Given data:
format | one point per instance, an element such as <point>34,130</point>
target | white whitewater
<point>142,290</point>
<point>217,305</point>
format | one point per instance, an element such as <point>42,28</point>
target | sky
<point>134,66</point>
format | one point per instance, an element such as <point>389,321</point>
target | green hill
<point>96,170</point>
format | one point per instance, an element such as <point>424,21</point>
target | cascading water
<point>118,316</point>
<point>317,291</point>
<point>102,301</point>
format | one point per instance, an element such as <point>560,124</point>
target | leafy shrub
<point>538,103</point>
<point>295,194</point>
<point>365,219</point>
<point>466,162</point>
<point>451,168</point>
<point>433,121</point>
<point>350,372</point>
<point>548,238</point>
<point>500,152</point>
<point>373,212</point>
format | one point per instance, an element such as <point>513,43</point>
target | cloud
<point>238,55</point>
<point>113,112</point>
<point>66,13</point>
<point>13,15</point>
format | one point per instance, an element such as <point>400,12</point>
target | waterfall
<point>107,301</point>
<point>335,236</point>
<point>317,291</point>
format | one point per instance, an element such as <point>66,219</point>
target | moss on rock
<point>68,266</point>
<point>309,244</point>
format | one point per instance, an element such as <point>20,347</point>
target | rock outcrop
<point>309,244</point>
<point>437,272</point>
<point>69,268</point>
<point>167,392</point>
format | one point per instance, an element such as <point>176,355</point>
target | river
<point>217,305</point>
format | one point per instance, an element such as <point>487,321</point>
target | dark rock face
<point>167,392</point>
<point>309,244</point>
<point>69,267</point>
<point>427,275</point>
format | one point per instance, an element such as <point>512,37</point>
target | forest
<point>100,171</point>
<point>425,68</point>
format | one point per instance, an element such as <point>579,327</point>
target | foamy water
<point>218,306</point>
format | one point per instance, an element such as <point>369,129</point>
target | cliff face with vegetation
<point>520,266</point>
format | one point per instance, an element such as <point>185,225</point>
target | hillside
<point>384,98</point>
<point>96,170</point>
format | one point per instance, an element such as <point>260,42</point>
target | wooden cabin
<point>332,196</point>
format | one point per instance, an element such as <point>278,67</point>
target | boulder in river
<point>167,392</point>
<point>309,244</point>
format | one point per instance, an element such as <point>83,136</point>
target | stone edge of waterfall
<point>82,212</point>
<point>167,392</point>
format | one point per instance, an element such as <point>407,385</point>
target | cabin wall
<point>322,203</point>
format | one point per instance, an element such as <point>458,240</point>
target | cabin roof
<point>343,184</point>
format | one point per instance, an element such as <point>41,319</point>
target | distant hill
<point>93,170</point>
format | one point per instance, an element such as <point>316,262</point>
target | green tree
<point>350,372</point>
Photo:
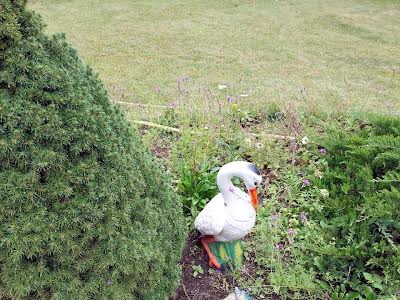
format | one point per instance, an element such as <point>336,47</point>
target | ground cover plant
<point>85,210</point>
<point>275,83</point>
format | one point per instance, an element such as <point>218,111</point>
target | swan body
<point>231,214</point>
<point>227,221</point>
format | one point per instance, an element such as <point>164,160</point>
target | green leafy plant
<point>85,210</point>
<point>197,186</point>
<point>361,215</point>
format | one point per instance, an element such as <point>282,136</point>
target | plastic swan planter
<point>230,215</point>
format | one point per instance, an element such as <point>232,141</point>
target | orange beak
<point>254,198</point>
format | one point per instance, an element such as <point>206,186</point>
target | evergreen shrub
<point>360,220</point>
<point>85,210</point>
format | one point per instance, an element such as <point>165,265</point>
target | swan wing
<point>211,219</point>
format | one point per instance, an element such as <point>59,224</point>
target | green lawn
<point>333,55</point>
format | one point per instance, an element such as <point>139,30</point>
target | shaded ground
<point>214,286</point>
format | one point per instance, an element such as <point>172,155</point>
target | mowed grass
<point>325,55</point>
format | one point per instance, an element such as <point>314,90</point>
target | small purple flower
<point>171,105</point>
<point>275,217</point>
<point>303,217</point>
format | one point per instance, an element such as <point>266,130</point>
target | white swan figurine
<point>231,214</point>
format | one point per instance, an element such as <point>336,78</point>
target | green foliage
<point>85,211</point>
<point>330,224</point>
<point>362,214</point>
<point>197,186</point>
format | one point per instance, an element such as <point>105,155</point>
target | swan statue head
<point>246,171</point>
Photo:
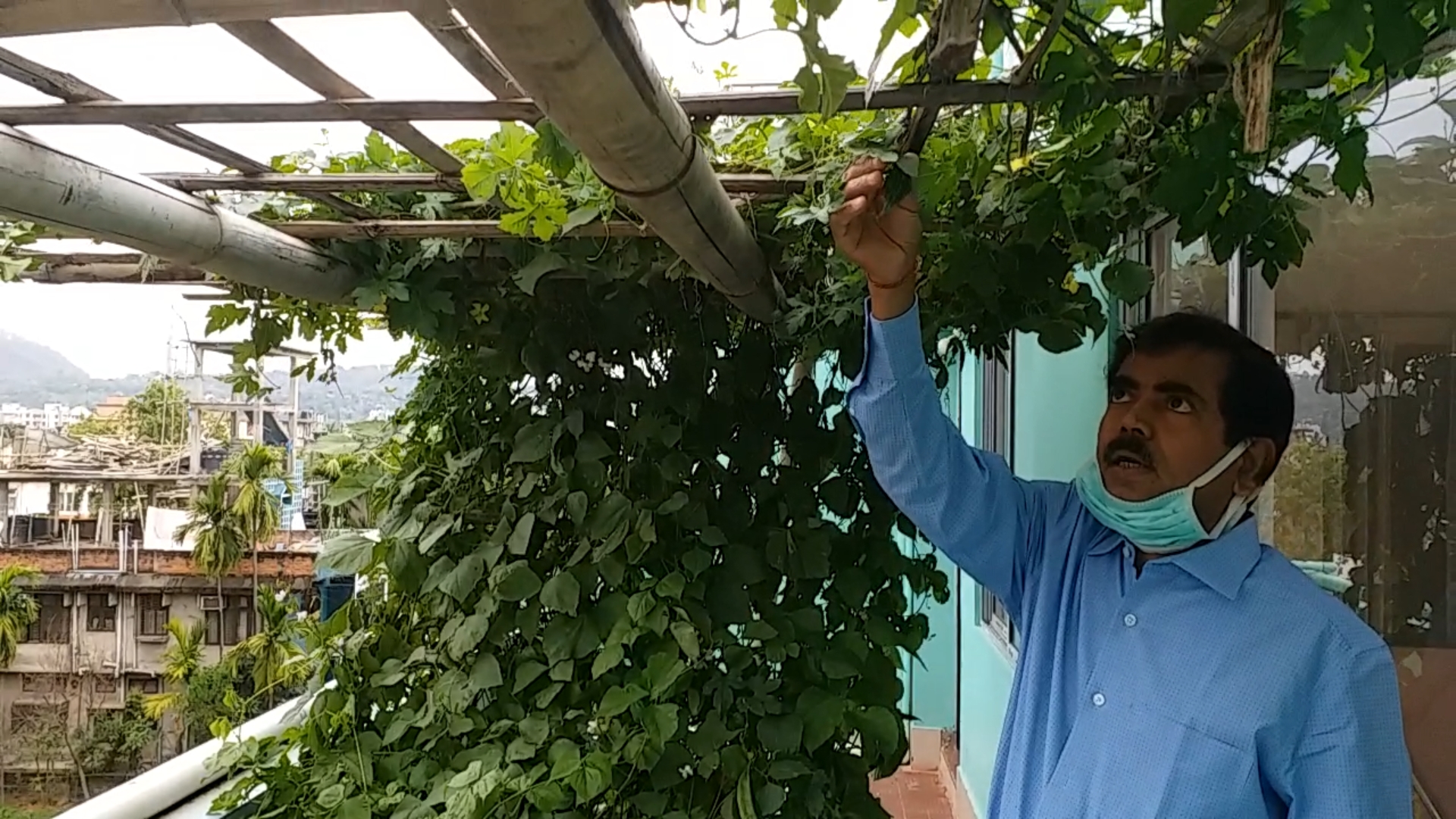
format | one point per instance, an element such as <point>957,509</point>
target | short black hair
<point>1257,400</point>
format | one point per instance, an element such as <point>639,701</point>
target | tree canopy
<point>631,563</point>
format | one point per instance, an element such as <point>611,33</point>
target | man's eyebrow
<point>1177,388</point>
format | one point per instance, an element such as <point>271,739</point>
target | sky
<point>115,330</point>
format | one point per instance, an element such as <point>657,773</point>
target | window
<point>232,624</point>
<point>1366,328</point>
<point>55,621</point>
<point>1187,276</point>
<point>153,615</point>
<point>41,684</point>
<point>996,436</point>
<point>38,720</point>
<point>101,613</point>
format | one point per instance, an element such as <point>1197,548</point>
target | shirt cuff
<point>893,347</point>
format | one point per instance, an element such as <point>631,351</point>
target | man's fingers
<point>845,222</point>
<point>862,167</point>
<point>870,186</point>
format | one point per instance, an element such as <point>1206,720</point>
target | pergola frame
<point>588,76</point>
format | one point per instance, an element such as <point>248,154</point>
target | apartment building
<point>44,417</point>
<point>101,632</point>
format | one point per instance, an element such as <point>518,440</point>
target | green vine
<point>623,569</point>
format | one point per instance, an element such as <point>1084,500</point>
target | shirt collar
<point>1226,561</point>
<point>1220,564</point>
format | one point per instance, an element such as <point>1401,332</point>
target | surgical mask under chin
<point>1168,522</point>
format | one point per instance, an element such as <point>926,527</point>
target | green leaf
<point>479,181</point>
<point>1128,280</point>
<point>468,635</point>
<point>535,729</point>
<point>584,215</point>
<point>607,515</point>
<point>533,442</point>
<point>522,534</point>
<point>350,553</point>
<point>514,582</point>
<point>487,672</point>
<point>619,700</point>
<point>743,798</point>
<point>770,798</point>
<point>1350,174</point>
<point>781,735</point>
<point>563,592</point>
<point>465,576</point>
<point>378,150</point>
<point>565,758</point>
<point>1185,18</point>
<point>661,672</point>
<point>686,637</point>
<point>1326,36</point>
<point>541,265</point>
<point>660,722</point>
<point>331,796</point>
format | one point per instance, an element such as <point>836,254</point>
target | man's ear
<point>1256,466</point>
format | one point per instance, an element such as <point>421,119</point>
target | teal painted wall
<point>1057,401</point>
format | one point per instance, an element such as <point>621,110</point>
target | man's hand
<point>886,243</point>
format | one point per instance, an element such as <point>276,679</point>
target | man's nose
<point>1134,420</point>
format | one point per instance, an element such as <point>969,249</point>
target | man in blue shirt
<point>1171,667</point>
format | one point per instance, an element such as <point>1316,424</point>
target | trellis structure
<point>579,60</point>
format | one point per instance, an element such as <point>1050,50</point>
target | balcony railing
<point>184,787</point>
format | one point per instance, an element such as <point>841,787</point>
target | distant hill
<point>34,375</point>
<point>24,360</point>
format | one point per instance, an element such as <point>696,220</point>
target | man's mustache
<point>1130,447</point>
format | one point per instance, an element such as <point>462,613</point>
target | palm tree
<point>218,535</point>
<point>275,649</point>
<point>18,610</point>
<point>180,664</point>
<point>258,512</point>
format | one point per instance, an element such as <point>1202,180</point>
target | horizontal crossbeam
<point>704,105</point>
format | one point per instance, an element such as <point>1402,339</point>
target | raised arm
<point>965,500</point>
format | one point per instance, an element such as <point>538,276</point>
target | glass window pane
<point>1366,330</point>
<point>1187,278</point>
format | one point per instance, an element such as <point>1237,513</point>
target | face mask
<point>1168,522</point>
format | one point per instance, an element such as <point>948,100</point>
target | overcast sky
<point>114,330</point>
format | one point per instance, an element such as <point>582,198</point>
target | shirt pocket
<point>1136,764</point>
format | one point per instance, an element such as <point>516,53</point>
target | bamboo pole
<point>50,187</point>
<point>584,69</point>
<point>73,89</point>
<point>55,17</point>
<point>281,50</point>
<point>750,184</point>
<point>455,37</point>
<point>702,105</point>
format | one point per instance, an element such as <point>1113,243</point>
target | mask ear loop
<point>1238,504</point>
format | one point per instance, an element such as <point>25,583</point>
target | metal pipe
<point>50,187</point>
<point>182,777</point>
<point>582,64</point>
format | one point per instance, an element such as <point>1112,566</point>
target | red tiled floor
<point>913,795</point>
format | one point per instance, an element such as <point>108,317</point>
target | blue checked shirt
<point>1220,684</point>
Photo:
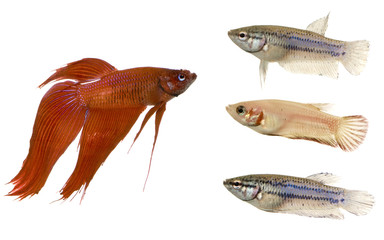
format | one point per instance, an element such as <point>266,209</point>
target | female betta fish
<point>105,103</point>
<point>300,121</point>
<point>301,51</point>
<point>303,196</point>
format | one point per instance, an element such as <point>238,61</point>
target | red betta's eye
<point>181,77</point>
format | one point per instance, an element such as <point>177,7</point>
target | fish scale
<point>303,196</point>
<point>301,51</point>
<point>101,102</point>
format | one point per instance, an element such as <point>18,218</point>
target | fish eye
<point>243,36</point>
<point>237,184</point>
<point>181,77</point>
<point>241,110</point>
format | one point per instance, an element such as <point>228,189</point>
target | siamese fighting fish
<point>301,51</point>
<point>301,121</point>
<point>102,101</point>
<point>302,196</point>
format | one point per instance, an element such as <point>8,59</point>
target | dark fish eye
<point>243,36</point>
<point>237,184</point>
<point>181,77</point>
<point>241,110</point>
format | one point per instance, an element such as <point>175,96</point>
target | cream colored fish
<point>301,121</point>
<point>303,196</point>
<point>301,51</point>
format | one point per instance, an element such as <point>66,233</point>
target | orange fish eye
<point>241,110</point>
<point>181,77</point>
<point>237,184</point>
<point>243,36</point>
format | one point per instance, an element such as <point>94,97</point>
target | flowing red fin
<point>103,130</point>
<point>59,119</point>
<point>159,116</point>
<point>84,70</point>
<point>146,118</point>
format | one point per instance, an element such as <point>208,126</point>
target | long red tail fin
<point>99,137</point>
<point>59,119</point>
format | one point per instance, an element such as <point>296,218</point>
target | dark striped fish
<point>303,196</point>
<point>301,51</point>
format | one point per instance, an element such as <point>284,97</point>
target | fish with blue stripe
<point>301,51</point>
<point>302,196</point>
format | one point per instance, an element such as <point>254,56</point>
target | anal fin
<point>102,131</point>
<point>322,67</point>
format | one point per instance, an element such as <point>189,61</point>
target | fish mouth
<point>226,183</point>
<point>228,108</point>
<point>193,76</point>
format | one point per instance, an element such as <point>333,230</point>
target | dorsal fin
<point>320,106</point>
<point>84,70</point>
<point>324,178</point>
<point>319,26</point>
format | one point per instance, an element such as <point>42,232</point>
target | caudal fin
<point>351,132</point>
<point>355,58</point>
<point>98,138</point>
<point>59,119</point>
<point>358,202</point>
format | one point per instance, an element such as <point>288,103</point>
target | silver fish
<point>302,196</point>
<point>301,51</point>
<point>301,121</point>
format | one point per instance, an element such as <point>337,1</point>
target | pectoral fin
<point>263,68</point>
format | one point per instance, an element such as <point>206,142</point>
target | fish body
<point>301,51</point>
<point>104,103</point>
<point>300,121</point>
<point>303,196</point>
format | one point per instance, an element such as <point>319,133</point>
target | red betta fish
<point>106,103</point>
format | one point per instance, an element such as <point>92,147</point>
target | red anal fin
<point>103,130</point>
<point>146,118</point>
<point>84,70</point>
<point>59,119</point>
<point>159,116</point>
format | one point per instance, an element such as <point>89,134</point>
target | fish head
<point>175,82</point>
<point>246,113</point>
<point>244,188</point>
<point>248,39</point>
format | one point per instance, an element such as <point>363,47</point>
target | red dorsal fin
<point>84,70</point>
<point>103,130</point>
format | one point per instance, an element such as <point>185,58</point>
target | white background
<point>199,144</point>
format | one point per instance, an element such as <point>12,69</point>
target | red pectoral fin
<point>146,118</point>
<point>103,130</point>
<point>159,116</point>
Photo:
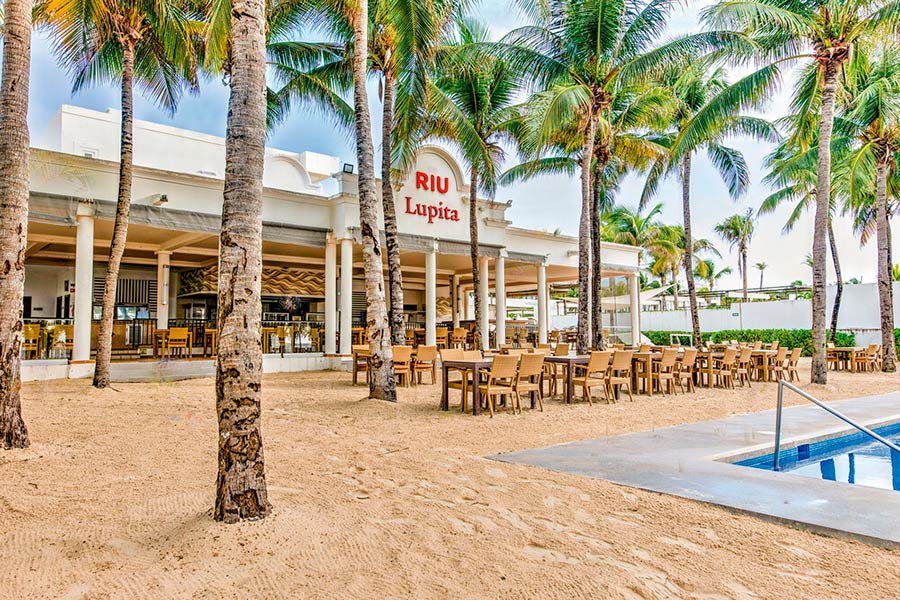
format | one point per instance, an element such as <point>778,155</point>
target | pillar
<point>430,297</point>
<point>485,317</point>
<point>162,289</point>
<point>84,282</point>
<point>346,297</point>
<point>330,296</point>
<point>635,298</point>
<point>500,294</point>
<point>542,303</point>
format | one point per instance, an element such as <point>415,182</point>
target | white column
<point>485,317</point>
<point>542,303</point>
<point>430,297</point>
<point>330,295</point>
<point>454,299</point>
<point>162,289</point>
<point>500,293</point>
<point>84,282</point>
<point>346,297</point>
<point>635,297</point>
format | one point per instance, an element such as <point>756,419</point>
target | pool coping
<point>694,461</point>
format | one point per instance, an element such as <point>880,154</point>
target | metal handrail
<point>784,384</point>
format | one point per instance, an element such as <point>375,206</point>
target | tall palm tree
<point>14,151</point>
<point>695,85</point>
<point>873,107</point>
<point>582,52</point>
<point>737,231</point>
<point>241,483</point>
<point>145,42</point>
<point>471,101</point>
<point>825,33</point>
<point>382,385</point>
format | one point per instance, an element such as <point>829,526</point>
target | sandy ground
<point>380,501</point>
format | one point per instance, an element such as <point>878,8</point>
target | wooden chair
<point>723,368</point>
<point>665,370</point>
<point>426,362</point>
<point>744,366</point>
<point>528,379</point>
<point>594,374</point>
<point>620,373</point>
<point>499,380</point>
<point>360,361</point>
<point>685,367</point>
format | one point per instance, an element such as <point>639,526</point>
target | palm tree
<point>471,101</point>
<point>873,107</point>
<point>695,85</point>
<point>825,33</point>
<point>382,385</point>
<point>241,483</point>
<point>737,231</point>
<point>14,189</point>
<point>582,52</point>
<point>761,267</point>
<point>148,42</point>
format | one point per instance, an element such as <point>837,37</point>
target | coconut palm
<point>823,33</point>
<point>582,51</point>
<point>873,107</point>
<point>145,42</point>
<point>241,483</point>
<point>695,85</point>
<point>737,231</point>
<point>14,150</point>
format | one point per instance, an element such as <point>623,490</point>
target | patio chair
<point>528,379</point>
<point>665,370</point>
<point>426,362</point>
<point>403,363</point>
<point>499,379</point>
<point>620,373</point>
<point>594,374</point>
<point>684,369</point>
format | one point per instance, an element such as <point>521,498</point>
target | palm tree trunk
<point>819,371</point>
<point>391,233</point>
<point>473,252</point>
<point>381,359</point>
<point>120,227</point>
<point>14,151</point>
<point>689,248</point>
<point>839,292</point>
<point>885,284</point>
<point>584,240</point>
<point>241,482</point>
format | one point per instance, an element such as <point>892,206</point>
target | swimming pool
<point>855,459</point>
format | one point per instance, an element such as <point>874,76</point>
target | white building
<point>312,279</point>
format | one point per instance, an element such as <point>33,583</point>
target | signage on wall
<point>431,183</point>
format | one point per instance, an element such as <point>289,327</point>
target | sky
<point>546,203</point>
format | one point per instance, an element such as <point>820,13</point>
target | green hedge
<point>789,338</point>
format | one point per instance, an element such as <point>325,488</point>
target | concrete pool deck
<point>693,461</point>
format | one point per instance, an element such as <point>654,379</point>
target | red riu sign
<point>432,183</point>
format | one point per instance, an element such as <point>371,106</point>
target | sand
<point>373,500</point>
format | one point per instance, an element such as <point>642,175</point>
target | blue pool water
<point>855,458</point>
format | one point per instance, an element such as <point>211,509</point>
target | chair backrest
<point>622,360</point>
<point>505,366</point>
<point>452,354</point>
<point>531,365</point>
<point>599,361</point>
<point>426,353</point>
<point>402,354</point>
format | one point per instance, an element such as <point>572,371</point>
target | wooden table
<point>465,366</point>
<point>569,362</point>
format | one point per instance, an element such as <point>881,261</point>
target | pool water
<point>855,459</point>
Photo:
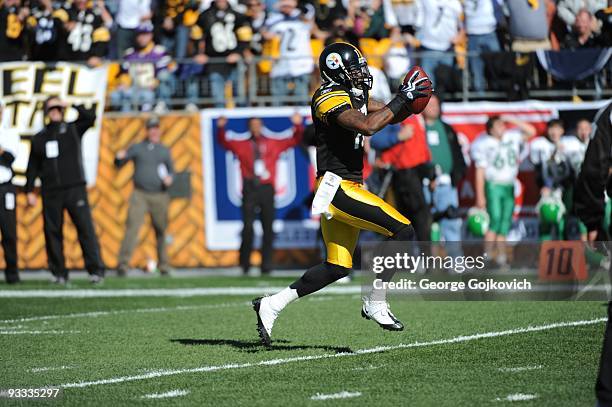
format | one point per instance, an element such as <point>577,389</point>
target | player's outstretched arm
<point>355,120</point>
<point>411,89</point>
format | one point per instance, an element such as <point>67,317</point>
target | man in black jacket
<point>55,157</point>
<point>449,167</point>
<point>8,218</point>
<point>589,201</point>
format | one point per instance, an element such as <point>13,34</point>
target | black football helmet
<point>342,63</point>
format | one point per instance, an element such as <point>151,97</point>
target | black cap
<point>152,121</point>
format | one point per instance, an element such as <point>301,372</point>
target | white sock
<point>282,298</point>
<point>378,294</point>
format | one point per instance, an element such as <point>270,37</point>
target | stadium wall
<point>187,228</point>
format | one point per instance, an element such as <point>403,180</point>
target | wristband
<point>397,104</point>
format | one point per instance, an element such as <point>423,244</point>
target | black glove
<point>414,88</point>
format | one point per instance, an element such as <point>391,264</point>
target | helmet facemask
<point>360,75</point>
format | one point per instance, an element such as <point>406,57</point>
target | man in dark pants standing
<point>8,203</point>
<point>589,201</point>
<point>409,156</point>
<point>258,156</point>
<point>153,174</point>
<point>55,157</point>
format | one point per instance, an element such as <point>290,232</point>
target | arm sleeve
<point>86,119</point>
<point>169,163</point>
<point>384,139</point>
<point>329,105</point>
<point>589,198</point>
<point>33,169</point>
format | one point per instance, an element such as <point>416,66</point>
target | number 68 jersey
<point>339,150</point>
<point>499,158</point>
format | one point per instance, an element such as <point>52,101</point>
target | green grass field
<point>203,350</point>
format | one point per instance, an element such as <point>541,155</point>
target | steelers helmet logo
<point>333,60</point>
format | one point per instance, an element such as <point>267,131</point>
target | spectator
<point>568,10</point>
<point>12,38</point>
<point>8,202</point>
<point>408,155</point>
<point>409,15</point>
<point>130,15</point>
<point>223,35</point>
<point>88,35</point>
<point>372,18</point>
<point>258,156</point>
<point>145,75</point>
<point>442,30</point>
<point>481,26</point>
<point>256,14</point>
<point>528,25</point>
<point>179,17</point>
<point>292,71</point>
<point>153,174</point>
<point>496,155</point>
<point>55,156</point>
<point>327,13</point>
<point>604,17</point>
<point>554,175</point>
<point>582,35</point>
<point>46,31</point>
<point>450,168</point>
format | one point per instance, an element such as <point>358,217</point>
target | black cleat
<point>379,312</point>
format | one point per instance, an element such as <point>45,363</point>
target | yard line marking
<point>168,394</point>
<point>519,369</point>
<point>518,397</point>
<point>379,349</point>
<point>162,292</point>
<point>370,367</point>
<point>51,332</point>
<point>341,395</point>
<point>47,369</point>
<point>240,291</point>
<point>95,314</point>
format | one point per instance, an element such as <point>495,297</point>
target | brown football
<point>419,104</point>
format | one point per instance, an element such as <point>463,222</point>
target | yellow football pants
<point>352,209</point>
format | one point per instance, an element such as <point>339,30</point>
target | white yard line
<point>379,349</point>
<point>162,292</point>
<point>518,397</point>
<point>519,369</point>
<point>240,291</point>
<point>334,396</point>
<point>94,314</point>
<point>51,332</point>
<point>48,369</point>
<point>168,394</point>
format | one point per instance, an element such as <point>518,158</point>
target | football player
<point>497,158</point>
<point>343,116</point>
<point>88,35</point>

Prompt: Update the data from the line with "such as <point>325,488</point>" to the line with "<point>855,458</point>": swap "pool" for "swimming pool" and leave everything else as it is.

Exercise response:
format | one point per instance, an element such as <point>325,488</point>
target | concrete swimming pool deck
<point>693,461</point>
format | one point per instance, an element such as <point>654,379</point>
target | red riu sign
<point>432,183</point>
format | one point per instance, an element such as <point>371,106</point>
target | sand
<point>373,500</point>
format | one point per instance, an element such as <point>642,175</point>
target | blue swimming pool water
<point>855,458</point>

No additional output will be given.